▸ **What you will do**: Count the lines in the records below that contain the string "strip", matching case exactly, and give only the number.
### Records for this exercise ###
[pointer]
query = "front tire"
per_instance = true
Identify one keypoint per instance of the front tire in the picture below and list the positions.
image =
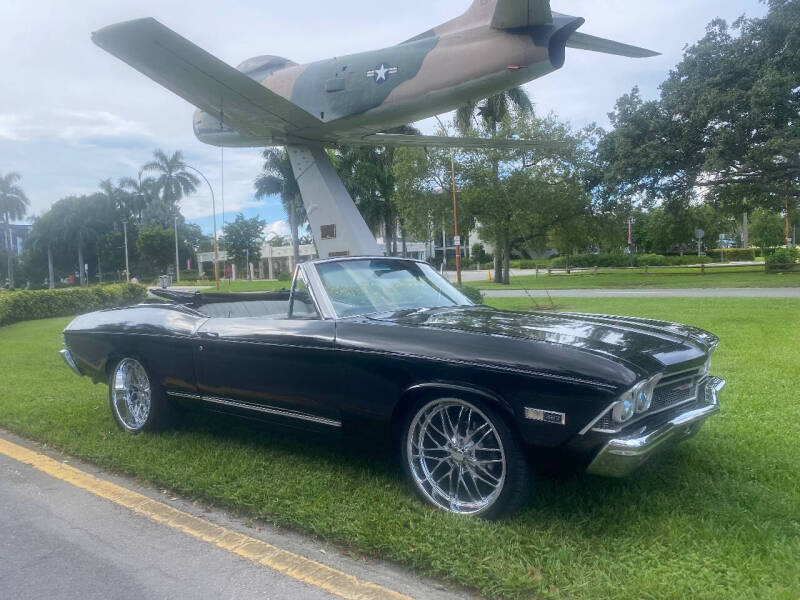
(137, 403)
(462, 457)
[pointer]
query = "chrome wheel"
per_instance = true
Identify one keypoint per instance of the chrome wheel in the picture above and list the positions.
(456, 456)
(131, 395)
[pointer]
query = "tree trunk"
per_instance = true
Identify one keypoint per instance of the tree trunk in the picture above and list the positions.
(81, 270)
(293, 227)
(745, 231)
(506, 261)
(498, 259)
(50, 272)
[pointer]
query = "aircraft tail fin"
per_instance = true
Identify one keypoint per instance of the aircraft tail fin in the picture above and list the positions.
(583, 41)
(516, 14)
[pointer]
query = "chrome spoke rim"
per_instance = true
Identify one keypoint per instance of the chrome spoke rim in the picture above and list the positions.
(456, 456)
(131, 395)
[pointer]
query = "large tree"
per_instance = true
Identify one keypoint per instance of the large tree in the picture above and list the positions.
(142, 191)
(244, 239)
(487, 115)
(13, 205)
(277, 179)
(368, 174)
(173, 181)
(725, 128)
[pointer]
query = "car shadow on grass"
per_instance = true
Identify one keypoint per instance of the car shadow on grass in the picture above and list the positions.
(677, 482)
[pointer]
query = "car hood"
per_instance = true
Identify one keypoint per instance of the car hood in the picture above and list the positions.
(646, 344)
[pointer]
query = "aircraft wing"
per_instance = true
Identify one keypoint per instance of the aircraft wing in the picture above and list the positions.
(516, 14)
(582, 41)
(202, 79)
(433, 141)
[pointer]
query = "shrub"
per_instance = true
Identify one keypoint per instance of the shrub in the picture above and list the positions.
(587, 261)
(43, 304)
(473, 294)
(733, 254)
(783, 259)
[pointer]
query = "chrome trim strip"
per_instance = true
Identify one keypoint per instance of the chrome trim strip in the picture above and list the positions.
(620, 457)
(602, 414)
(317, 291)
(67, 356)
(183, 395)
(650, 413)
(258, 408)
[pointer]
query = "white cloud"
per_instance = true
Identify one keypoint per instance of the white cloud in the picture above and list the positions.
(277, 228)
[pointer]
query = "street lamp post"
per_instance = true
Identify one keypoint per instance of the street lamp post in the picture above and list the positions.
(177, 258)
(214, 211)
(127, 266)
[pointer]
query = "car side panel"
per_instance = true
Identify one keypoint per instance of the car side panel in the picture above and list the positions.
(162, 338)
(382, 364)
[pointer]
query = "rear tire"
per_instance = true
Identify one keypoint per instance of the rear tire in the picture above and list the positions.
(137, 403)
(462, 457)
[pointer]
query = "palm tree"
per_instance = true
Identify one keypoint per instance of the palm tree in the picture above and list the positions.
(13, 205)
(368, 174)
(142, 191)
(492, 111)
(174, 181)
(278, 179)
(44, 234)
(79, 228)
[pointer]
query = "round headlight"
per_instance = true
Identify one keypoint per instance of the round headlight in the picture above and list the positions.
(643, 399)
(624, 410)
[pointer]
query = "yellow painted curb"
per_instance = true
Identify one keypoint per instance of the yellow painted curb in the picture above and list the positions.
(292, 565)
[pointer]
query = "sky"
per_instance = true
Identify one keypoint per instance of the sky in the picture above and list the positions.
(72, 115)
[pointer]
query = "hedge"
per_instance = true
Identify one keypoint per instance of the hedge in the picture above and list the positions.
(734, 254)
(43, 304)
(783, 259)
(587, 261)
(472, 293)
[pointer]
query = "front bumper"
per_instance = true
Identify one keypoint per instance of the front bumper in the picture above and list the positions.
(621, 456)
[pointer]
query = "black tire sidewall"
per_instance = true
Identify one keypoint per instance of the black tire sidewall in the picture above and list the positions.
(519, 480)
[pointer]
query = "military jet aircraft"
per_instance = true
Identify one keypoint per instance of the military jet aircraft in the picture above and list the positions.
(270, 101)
###
▸ **Response to the exercise**: 2